> **Reading text**
────
Re: benchmarking Flex practices

From: Tom Lane <tgl(at)sss(dot)pgh(dot)pa(dot)us>
To: John Naylor <john(dot)naylor(at)2ndquadrant(dot)com>
Cc: PostgreSQL Hackers <pgsql-hackers(at)lists(dot)postgresql(dot)org>
Subject: Re: benchmarking Flex practices
Date: 2019-07-20 20:14:25
Message-ID: 18378.1563653665@sss.pgh.pa.us
Views: Raw Message | Whole Thread | Download mbox | Resend email
Thread:
Lists: pgsql-hackers

John Naylor <john(dot)naylor(at)2ndquadrant(dot)com> writes:
> The pre-existing ecpg var "state_before" was a bit confusing when
> combined with the new var "state_before_quote_stop", and the former is
> also used with C-comments, so I decided to go with
> "state_before_lit_start" and "state_before_lit_stop". Even though
> comments aren't literals, it's less of a stretch than referring to
> quotes. To keep things consistent, I went with the latter var in psql
> and core.

Hm, what do you think of "state_before_str_stop" instead? It seems
to me that both "quote" and "lit" are pretty specific terms, so
maybe we need something a bit vaguer.

> To get the regression tests to pass, I had to add this:
> psql_scan_in_quote(PsqlScanState state)
> {
> - return state->start_state != INITIAL;
> + return state->start_state != INITIAL &&
> + state->start_state != xqs;
> }
> ...otherwise with parens we sometimes don't get the right prompt and
> we get empty lines echoed. Adding xuend and xuchar here didn't seem to
> make a difference. There might be something subtle I'm missing, so I
> thought I'd mention it.

I think you would see a difference if the regression tests had any cases
with blank lines between a Unicode string/ident and the associated
UESCAPE and escape-character literal.
────
> **Source excerpt**

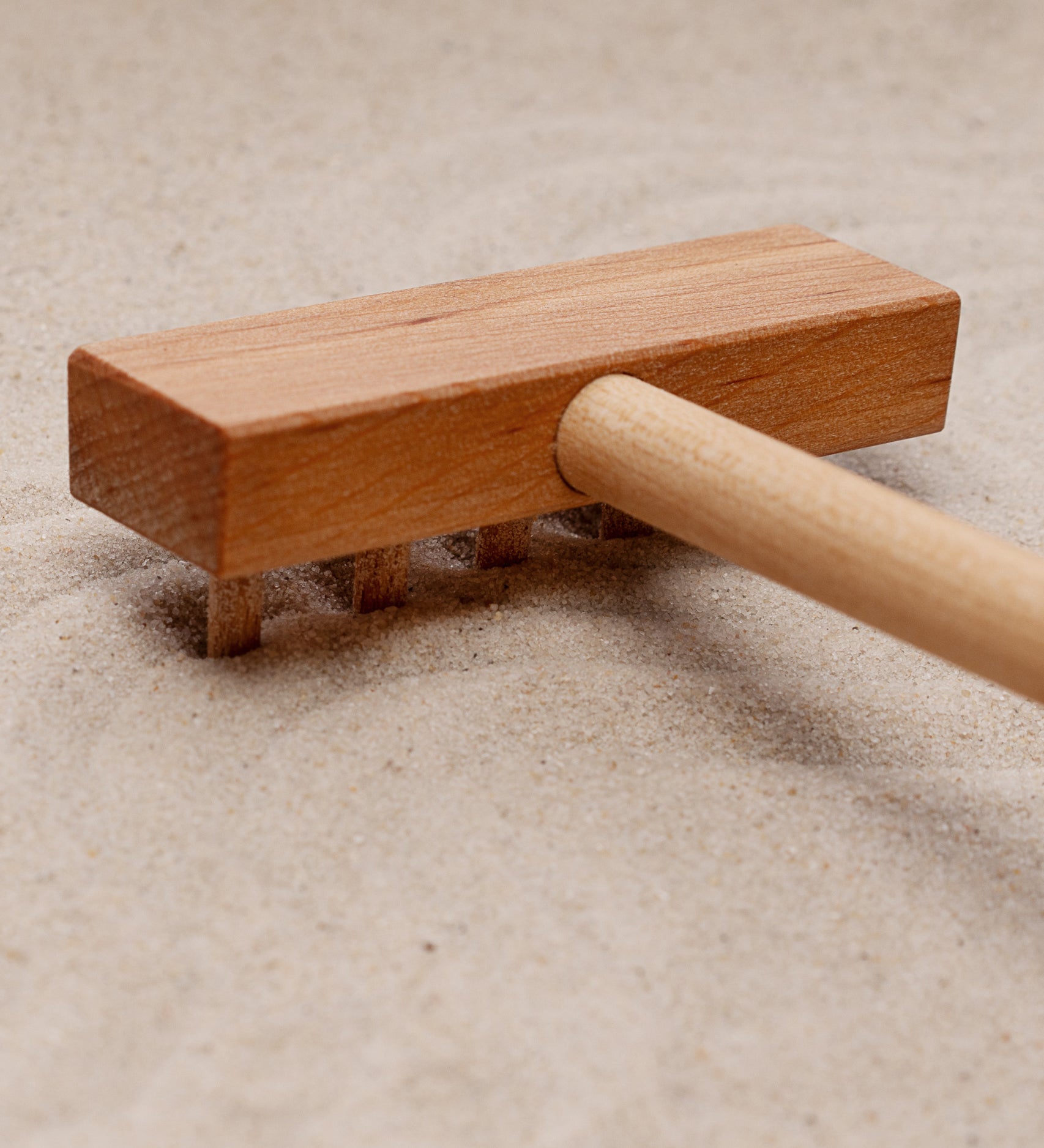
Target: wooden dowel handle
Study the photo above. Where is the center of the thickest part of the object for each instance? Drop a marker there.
(835, 537)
────
> **Task brief**
Carry on the mailing-list reply about benchmarking Flex practices from the point where it stops. The lines above were taken from a different source than the mailing-list reply.

> **Right answer**
While poking at that, I also came across this unhappiness:

regression=# select u&'foo' uescape 'bogus';
regression'#

that is, psql thinks we're still in a literal at this point. That's
because the uesccharfail rule eats "'b" and then we go to INITIAL
state, so that consuming the last "'" puts us back in a string state.
The backend would have thrown an error before parsing as far as the
incomplete literal, so it doesn't care (or probably not, anyway),
but that's not an option for psql.

My first reaction as to how to fix this was to rip the xuend and
xuchar states out of psql, and let it just lex UESCAPE as an
identifier and the escape-character literal like any other literal.
psql doesn't need to account for the escape character's effect on
the meaning of the Unicode literal, so it doesn't have any need to
lex the sequence as one big token. I think the same is true of ecpg
though I've not looked really closely.

However, my second reaction was that maybe you were on to something
upthread when you speculated about postponing de-escaping of
Unicode literals into the grammar. If we did it like that then
we would not need to have this difference between the backend and
frontend lexers, and we'd not have to worry about what
psql_scan_in_quote should do about the whitespace before and after
UESCAPE, either.

So I'm feeling like maybe we should experiment to see what that
solution looks like, before we commit to going in this direction.
What do you think?

> With the unicode escape rules brought over, the diff to the ecpg
> scanner is much cleaner now. The diff for C-comment rules were still
> pretty messy in comparison, so I made an attempt to clean that up in
> 0002. A bit off-topic, but I thought I should offer that while it was
> fresh in my head.

I didn't really review this, but it looked like a fairly plausible
change of the same ilk, ie combine rules by adding memory of the
previous start state.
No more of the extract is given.